Trascrivi parola per parola il passaggio del testo sulla Medicina Narrativa che va da "Negli ultimi anni" a "la Medicina Narrativa.".

_SEGMENTO DEL DOCUMENTO:_
▼▼▼
Negli ultimi anni ho imparato a curare molti miei pazienti – affetti da disturbi d’ansia e da dipendenze – senza l’ausilio farmacologico, dal momento che la maggior parte dei farmaci usati in questi casi crea dipendenza e tende a dare un sollievo soltanto temporaneo al paziente, facendolo ripiombare nel baratro al termine dell’assunzione. La potente arma che mi ha permesso in tanti anni di curare i problemi psicologici di molti miei pazienti senza l’ausilio farmacologico è una branca della medicina che studio ed applico da molti anni ma ancora poco nota in Italia, anche se già molto conosciuta negli Stati Uniti: la Medicina Narrativa.
Cos’è la Medicina Narrativa”?
Con “Medicina Narrativa” (in inglese “Narrative Medicine”) si intende una metodologia d’intervento clinico-assistenziale basata sulla narrazione – da parte del paziente – delle problematiche alla base della malattia stessa o del trauma che ha subito. Tale narrazione permette la costruzione condivisa di un percorso di cura personalizzato. La narrazione del paziente e di chi se ne prende cura è un elemento imprescindibile della medicina contemporanea, fondata sulla partecipazione attiva dei pazienti: le persone, attraverso le loro storie, diventano loro stesse protagoniste del loro processo di cura.
▲▲▲
Dati memorizzati
▼▼▼
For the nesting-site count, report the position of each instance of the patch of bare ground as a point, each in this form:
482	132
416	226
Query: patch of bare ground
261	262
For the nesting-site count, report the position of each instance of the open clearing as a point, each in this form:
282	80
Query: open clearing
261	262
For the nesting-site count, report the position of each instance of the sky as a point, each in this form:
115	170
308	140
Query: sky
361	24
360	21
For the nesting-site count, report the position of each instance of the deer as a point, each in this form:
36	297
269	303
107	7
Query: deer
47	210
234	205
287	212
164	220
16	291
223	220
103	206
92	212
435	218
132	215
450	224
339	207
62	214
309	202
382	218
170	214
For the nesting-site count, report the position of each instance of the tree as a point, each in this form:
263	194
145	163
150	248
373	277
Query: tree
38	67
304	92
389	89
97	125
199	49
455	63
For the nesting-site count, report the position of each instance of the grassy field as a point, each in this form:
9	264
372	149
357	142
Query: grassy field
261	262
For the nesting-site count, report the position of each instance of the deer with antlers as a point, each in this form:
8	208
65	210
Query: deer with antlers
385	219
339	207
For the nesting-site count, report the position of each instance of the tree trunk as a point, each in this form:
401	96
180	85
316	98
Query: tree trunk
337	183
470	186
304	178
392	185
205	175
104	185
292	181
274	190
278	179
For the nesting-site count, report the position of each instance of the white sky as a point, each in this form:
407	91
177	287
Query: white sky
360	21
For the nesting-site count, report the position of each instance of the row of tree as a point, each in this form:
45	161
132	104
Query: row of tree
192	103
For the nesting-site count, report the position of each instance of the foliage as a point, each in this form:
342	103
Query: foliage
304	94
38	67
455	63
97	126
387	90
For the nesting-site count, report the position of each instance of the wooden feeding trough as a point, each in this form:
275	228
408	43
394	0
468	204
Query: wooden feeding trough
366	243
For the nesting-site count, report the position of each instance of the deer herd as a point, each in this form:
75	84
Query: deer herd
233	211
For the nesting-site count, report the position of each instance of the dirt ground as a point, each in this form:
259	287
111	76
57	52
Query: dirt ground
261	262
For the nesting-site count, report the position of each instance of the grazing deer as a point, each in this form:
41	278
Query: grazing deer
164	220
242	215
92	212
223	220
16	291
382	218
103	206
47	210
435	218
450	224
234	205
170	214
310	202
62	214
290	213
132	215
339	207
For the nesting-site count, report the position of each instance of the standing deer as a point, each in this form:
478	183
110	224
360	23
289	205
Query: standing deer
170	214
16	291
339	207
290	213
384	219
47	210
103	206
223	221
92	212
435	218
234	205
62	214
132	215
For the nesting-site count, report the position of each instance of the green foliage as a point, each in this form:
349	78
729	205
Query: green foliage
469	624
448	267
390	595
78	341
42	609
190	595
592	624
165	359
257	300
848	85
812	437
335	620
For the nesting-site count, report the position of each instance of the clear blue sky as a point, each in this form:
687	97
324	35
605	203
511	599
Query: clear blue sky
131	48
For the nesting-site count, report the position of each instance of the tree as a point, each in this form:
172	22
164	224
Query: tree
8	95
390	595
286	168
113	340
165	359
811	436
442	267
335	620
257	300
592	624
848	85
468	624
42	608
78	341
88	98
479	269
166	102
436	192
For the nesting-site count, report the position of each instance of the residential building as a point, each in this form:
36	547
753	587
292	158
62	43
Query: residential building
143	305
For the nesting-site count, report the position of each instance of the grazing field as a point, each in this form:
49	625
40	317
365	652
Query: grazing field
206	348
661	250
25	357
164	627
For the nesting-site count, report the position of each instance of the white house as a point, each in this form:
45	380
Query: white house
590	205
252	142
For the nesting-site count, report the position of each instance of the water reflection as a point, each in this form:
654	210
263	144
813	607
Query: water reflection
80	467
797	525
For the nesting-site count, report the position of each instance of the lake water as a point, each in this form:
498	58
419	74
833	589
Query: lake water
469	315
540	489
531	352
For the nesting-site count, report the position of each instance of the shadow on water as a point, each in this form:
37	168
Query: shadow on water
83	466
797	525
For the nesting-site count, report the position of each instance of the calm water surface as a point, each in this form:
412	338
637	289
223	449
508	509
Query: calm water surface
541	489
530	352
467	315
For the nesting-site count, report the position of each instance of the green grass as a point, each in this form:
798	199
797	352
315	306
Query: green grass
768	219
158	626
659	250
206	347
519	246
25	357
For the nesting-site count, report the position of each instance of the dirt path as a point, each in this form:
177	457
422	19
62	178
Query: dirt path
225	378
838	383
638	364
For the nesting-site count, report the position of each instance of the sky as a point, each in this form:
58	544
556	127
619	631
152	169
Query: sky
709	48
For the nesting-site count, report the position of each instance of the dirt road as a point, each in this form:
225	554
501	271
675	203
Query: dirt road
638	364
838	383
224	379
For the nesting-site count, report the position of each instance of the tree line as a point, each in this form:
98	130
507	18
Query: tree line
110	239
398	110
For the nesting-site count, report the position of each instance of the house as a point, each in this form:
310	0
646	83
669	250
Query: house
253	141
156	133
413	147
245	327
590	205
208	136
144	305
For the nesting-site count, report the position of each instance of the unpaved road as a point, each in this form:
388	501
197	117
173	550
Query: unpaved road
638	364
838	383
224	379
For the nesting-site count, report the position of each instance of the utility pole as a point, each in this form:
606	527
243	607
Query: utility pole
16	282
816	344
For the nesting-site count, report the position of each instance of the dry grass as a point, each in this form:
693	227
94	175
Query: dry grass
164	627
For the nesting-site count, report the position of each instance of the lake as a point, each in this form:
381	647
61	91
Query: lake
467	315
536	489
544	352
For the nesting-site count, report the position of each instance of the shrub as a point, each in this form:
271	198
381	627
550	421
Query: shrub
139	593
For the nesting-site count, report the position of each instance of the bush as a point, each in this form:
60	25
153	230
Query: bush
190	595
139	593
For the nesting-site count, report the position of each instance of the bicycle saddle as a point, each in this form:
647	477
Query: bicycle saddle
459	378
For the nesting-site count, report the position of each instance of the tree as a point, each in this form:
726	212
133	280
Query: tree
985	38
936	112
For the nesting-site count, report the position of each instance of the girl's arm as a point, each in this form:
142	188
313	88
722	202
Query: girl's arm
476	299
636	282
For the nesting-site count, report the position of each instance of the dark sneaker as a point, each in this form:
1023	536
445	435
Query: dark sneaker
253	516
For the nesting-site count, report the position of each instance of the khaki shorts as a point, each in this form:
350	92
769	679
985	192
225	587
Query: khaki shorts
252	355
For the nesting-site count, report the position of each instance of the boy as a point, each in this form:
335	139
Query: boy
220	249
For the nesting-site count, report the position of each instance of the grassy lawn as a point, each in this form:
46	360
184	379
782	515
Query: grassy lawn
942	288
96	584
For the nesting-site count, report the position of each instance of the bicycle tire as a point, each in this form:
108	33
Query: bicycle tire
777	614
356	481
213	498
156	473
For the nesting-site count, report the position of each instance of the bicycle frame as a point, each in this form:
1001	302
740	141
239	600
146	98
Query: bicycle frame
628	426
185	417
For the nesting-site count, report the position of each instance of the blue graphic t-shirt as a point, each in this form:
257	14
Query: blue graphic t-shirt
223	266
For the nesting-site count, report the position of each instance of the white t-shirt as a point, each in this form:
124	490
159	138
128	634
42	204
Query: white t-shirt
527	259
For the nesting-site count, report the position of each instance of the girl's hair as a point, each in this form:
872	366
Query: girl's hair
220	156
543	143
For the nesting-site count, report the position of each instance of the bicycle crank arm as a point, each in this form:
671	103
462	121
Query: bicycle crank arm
▲▲▲
_RISPOSTA ESERCIZIO:_
Negli ultimi anni ho imparato a curare molti miei pazienti – affetti da disturbi d’ansia e da dipendenze – senza l’ausilio farmacologico, dal momento che la maggior parte dei farmaci usati in questi casi crea dipendenza e tende a dare un sollievo soltanto temporaneo al paziente, facendolo ripiombare nel baratro al termine dell’assunzione. La potente arma che mi ha permesso in tanti anni di curare i problemi psicologici di molti miei pazienti senza l’ausilio farmacologico è una branca della medicina che studio ed applico da molti anni ma ancora poco nota in Italia, anche se già molto conosciuta negli Stati Uniti: la Medicina Narrativa.